--- TEKSTFRAGMENT ---

315_Klussen
Tien vierkante meter opslag huren we in Middelburg. Sinds augustus vorig jaar, het moment waarop we besloten te gaan verhuizen naar deze regio.
Het koopcontract moest nog getekend worden, maar mijn kunstenaar lag al wakker van zijn schilderijen. Of liever gezegd….waar hij ze moest láten. Want dat er opgeruimd moest worden om in ons nieuwe huis te passen wisten we zeker, maar dit was volume waar de ruimte simpelweg voor zou ontbreken.
De oplossing werd een kleinschalige opslag op hemelsbreed 6 kilometer van onze toekomstige voordeur. Nog in augustus huurden we een grote bus en brachten 80 werken over.
Op de verhuisdag – eind oktober – was de verhuisploeg zo geïnstrueerd dat ze bij het inpakken (een dag eerder) rekening hielden met het als eerste lossen van andere zaken die voorlopig in de opslag moesten. Dozen met nostalgie, creativiteit, meubeltjes waarover nog een besluit moest vallen, schildersezels.
Het was in de vroege ochtend van 24 oktober bijna een surrealistische ervaring om in het pikkedonker op de navigatie naar de opslag te rijden, wetend dat daar twee verhuiswagens stonden die al tweeënhalf uur onderweg waren. Lang tijd om daarover te mijmeren was er niet, want binnen tien minuten stond ik ter plaatse te dirigeren wat ik waar wilde hebben. Daarna ging het slot erop en ben ik er slechts een enkele keer geweest, meestal om een map te zoeken die ik thuis niet had kunnen vinden. Tijdens die bliksembezoekjes zag ik wel dat we de opslag niet al te efficiënt hadden volgestouwd. Werk aan de winkel. Als we thuis op orde waren, een mooi project voor het nieuwe jaar. Om het voornemen te onderstrepen mail ik de verhuurder dat wanneer er een half zo grote opslagruimte vrij komt, we graag een seintje willen hebben.

--- GETOONDE GEGEVENS ---

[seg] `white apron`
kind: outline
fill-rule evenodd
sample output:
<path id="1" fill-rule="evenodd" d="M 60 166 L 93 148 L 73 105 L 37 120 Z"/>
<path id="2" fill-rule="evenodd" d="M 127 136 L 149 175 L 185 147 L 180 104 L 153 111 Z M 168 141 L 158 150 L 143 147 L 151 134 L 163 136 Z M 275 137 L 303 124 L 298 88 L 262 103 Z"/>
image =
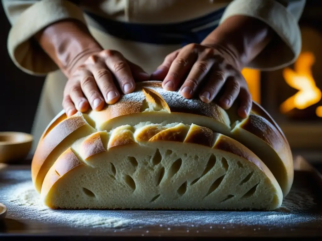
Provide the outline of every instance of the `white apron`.
<path id="1" fill-rule="evenodd" d="M 192 35 L 189 33 L 184 36 L 180 33 L 177 34 L 175 33 L 174 35 L 171 33 L 170 35 L 175 35 L 174 38 L 176 40 L 175 40 L 175 41 L 177 41 L 178 39 L 181 39 L 181 38 L 184 39 L 181 44 L 163 44 L 160 43 L 156 44 L 134 41 L 115 37 L 96 28 L 90 27 L 89 29 L 93 36 L 104 49 L 119 51 L 127 59 L 141 67 L 147 73 L 151 74 L 162 63 L 168 54 L 182 48 L 183 44 L 187 43 L 189 41 L 191 42 L 201 41 L 207 33 L 218 25 L 223 12 L 222 9 L 219 11 L 215 11 L 209 17 L 204 17 L 201 18 L 200 20 L 194 20 L 192 21 L 192 22 L 181 25 L 184 28 L 187 27 L 192 29 L 194 28 L 193 30 L 195 33 Z M 95 24 L 92 24 L 91 26 L 93 25 L 95 25 Z M 115 28 L 117 29 L 118 27 L 116 27 Z M 184 30 L 185 31 L 186 30 Z M 159 36 L 157 37 L 153 36 L 152 38 L 154 38 L 155 39 L 151 41 L 158 41 L 158 39 L 169 38 L 167 36 L 167 34 L 169 35 L 168 33 L 165 34 L 159 33 L 156 33 L 156 35 Z M 140 35 L 144 34 L 144 32 L 139 32 L 137 36 L 140 39 Z M 197 38 L 198 39 L 191 39 L 195 37 Z M 174 37 L 170 38 L 173 40 Z M 140 41 L 139 39 L 138 41 Z M 186 41 L 187 42 L 185 42 Z M 62 109 L 63 94 L 67 81 L 67 78 L 60 70 L 51 73 L 46 78 L 32 130 L 34 138 L 32 153 L 34 152 L 40 138 L 47 125 Z"/>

---

◆ **OPDRACHT A**
Geef bij elke bewering aan of die klopt met de tekst over de opslag in Middelburg. Antwoord telkens met ja of nee en citeer de woorden uit de tekst die de doorslag geven.
(i) De opslag ligt hemelsbreed zes kilometer van het nieuwe huis.
(ii) In augustus werden 80 werken naar de opslag gebracht.
(iii) De verhuizing vond begin november plaats.
◆ **OPDRACHT B**
Hoeveel vierkante meter opslag wordt er volgens de tekst over de opslag in Middelburg gehuurd?
◆ **OPDRACHT C**
Zet alsjeblieft de tekst over de opslag in Middelburg voort, te beginnen na de laatste zin.

◆ **ANTWOORD A**
(i) Ja: "De oplossing werd een kleinschalige opslag op hemelsbreed 6 kilometer van onze toekomstige voordeur."
(ii) Ja: "Nog in augustus huurden we een grote bus en brachten 80 werken over."
(iii) Nee: "Op de verhuisdag – eind oktober –"

◆ **ANTWOORD B**
Tien vierkante meter.

◆ **ANTWOORD C**
Dan krijgen we onvermoed snel een telefoontje van de verhuurder. Ja zeggen betekent een week tijd om uit- en in te ruimen. Ik werp een snelle blik op mijn Lief, die net een ontstekingsremmer naar binnen werkt. ‘Ik bel je zo terug, moet even overleggen of we dat gebogen krijgen’. Lief heeft zich net een paar dagen uit staan leven op het maken van hoogteplekjes in het buitenverblijf voor onze roedel katten.
Ik bel Broertje en vraag of hij kan helpen. In een paar zinnen leg ik uit dat het behalve een financieel voordeel ook een stok achter de deur oplevert om de boel daar op orde te krijgen. ‘We kunnen dinsdag einde middag even kijken wat we nodig hebben en woensdag uitvoeren. Meer tijd heb ik komende week niet. Moet lukken’.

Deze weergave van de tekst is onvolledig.